EXERCISE DETAILS:
Copy out the listing below line for line, with every character unchanged.

[Records from a data source]
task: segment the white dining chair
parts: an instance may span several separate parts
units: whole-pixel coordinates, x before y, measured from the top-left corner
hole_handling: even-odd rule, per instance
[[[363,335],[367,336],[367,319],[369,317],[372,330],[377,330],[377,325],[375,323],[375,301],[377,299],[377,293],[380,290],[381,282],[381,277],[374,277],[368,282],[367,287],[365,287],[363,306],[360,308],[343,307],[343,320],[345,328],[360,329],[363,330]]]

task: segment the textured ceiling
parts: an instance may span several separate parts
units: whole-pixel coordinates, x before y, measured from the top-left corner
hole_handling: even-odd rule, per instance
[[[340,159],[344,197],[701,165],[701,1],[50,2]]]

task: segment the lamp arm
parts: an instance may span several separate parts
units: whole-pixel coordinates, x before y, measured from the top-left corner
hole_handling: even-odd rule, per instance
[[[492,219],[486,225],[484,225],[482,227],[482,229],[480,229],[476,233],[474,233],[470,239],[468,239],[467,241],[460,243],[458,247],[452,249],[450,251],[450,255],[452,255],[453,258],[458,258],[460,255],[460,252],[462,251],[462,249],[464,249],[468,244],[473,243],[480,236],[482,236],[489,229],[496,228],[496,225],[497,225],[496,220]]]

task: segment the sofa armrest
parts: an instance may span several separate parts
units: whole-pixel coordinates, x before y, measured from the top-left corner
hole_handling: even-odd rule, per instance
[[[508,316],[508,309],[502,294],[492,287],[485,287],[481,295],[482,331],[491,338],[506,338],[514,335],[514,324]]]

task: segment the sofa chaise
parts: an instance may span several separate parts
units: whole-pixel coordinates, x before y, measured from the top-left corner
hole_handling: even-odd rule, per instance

CORRECT RESULT:
task: segment the white dining chair
parts: an instance may span several separate parts
units: whole-pixel coordinates, x before y, measured from the top-left corner
hole_handling: even-odd rule, per instance
[[[363,335],[367,336],[367,319],[369,317],[372,330],[377,330],[377,325],[375,323],[375,301],[377,299],[377,293],[380,290],[381,282],[381,277],[374,277],[368,282],[367,287],[365,287],[363,306],[360,308],[343,307],[343,320],[345,328],[360,329],[363,330]]]

task: segment the textured ceiling
parts: an instance may span several separate parts
units: whole-pixel coordinates, x before y, measured from the top-left corner
hole_handling: even-odd rule, per instance
[[[340,159],[344,197],[701,165],[701,1],[50,2]]]

task: segment the lamp arm
parts: an instance may span several separate parts
units: whole-pixel coordinates, x before y, measured from the top-left corner
hole_handling: even-odd rule, per instance
[[[492,219],[486,225],[484,225],[482,227],[482,229],[480,229],[476,233],[474,233],[470,239],[468,239],[467,241],[460,243],[458,247],[452,249],[450,251],[450,255],[452,255],[453,258],[458,258],[460,255],[460,252],[462,251],[462,249],[464,249],[468,244],[473,243],[480,236],[482,236],[489,229],[496,228],[496,225],[497,225],[496,220]]]

task: segment the sofa armrest
parts: an instance may span several separate parts
units: whole-pixel coordinates, x before y, measured from the top-left corner
hole_handling: even-odd rule, per instance
[[[508,316],[508,309],[502,294],[492,287],[485,287],[481,295],[482,331],[491,338],[506,338],[514,335],[514,324]]]

task: segment the sofa chaise
parts: an instance may span several separate parts
units: whole-pixel coordinates, x before y, measured from the top-left corner
hole_handling: even-odd rule, per instance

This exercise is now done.